— Begin SOURCE PASSAGE —
Exposed trash protrudes in June 2012 from the top of a bluff where erosion has undercut a portion of the former Port Angeles landfill. Keith Thorpe/Peninsula Daily News

Exposed trash protrudes in June 2012 from the top of a bluff where erosion has undercut a portion of the former Port Angeles landfill. Keith Thorpe/Peninsula Daily News

State offers funds to avert bluff crumbling at Port Angeles landfill

PORT ANGELES — The state Department of Ecology will provide $3.9 million to help fund a project to keep a crumbling bluff at the city’s closed landfill at the west end of 18th Street from releasing decades of accumulated garbage into the Strait of Juan de Fuca.

At the same time, City Council members are expected to consider next week spending an additional $931,000 to finalize designs for the landfill bluff-stabilization project.

Strips of the 135-foot bluff are as narrow as 11 feet in places at the landfill the city operated from 1979 to 2007, and that is all that is holding back “a mountain of garbage,” City Engineer Mike Puntenney has said.
— End SOURCE PASSAGE —
— Begin SOURCE MATERIAL —
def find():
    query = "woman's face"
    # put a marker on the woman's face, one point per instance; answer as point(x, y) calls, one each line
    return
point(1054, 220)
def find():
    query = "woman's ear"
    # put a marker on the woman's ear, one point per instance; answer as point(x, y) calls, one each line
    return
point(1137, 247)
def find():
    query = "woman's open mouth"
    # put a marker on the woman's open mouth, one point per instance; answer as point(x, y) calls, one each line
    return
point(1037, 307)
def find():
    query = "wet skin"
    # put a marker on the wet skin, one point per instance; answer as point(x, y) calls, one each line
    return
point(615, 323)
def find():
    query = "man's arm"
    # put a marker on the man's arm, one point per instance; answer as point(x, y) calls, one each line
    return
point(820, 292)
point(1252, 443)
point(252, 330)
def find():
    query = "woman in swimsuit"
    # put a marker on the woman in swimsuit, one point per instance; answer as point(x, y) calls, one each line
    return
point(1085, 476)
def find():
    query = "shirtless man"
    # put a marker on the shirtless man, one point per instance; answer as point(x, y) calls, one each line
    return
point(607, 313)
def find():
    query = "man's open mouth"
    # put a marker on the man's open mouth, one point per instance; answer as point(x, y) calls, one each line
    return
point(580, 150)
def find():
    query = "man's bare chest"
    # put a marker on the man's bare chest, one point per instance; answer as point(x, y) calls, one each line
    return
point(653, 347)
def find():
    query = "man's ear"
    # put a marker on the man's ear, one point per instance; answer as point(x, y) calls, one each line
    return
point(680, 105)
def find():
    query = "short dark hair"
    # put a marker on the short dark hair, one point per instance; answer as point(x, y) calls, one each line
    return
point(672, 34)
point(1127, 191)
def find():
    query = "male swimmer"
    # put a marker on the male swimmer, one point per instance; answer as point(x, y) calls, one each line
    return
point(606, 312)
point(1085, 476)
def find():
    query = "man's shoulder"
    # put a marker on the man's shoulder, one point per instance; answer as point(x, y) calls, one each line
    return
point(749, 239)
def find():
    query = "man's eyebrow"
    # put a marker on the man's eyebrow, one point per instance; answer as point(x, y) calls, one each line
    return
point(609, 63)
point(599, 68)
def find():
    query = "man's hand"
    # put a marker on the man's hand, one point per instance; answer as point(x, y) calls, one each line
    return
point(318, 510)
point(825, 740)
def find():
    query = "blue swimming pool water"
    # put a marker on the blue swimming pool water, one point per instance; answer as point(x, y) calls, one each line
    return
— End SOURCE MATERIAL —
▶ **TASK INSTRUCTIONS**:
[a] According to the landfill article, how much money will the state Department of Ecology provide for the bluff project?
[b] Quote the part of the records that runs from their start through the line containing "point(1137, 247)".
The records bear no relation to the landfill article.

▶ **TASK-BY-TASK SOLUTIONS**:
[a] $3.9 million.

[b]
def find():
    query = "woman's face"
    # put a marker on the woman's face, one point per instance; answer as point(x, y) calls, one each line
    return
point(1054, 220)
def find():
    query = "woman's ear"
    # put a marker on the woman's ear, one point per instance; answer as point(x, y) calls, one each line
    return
point(1137, 247)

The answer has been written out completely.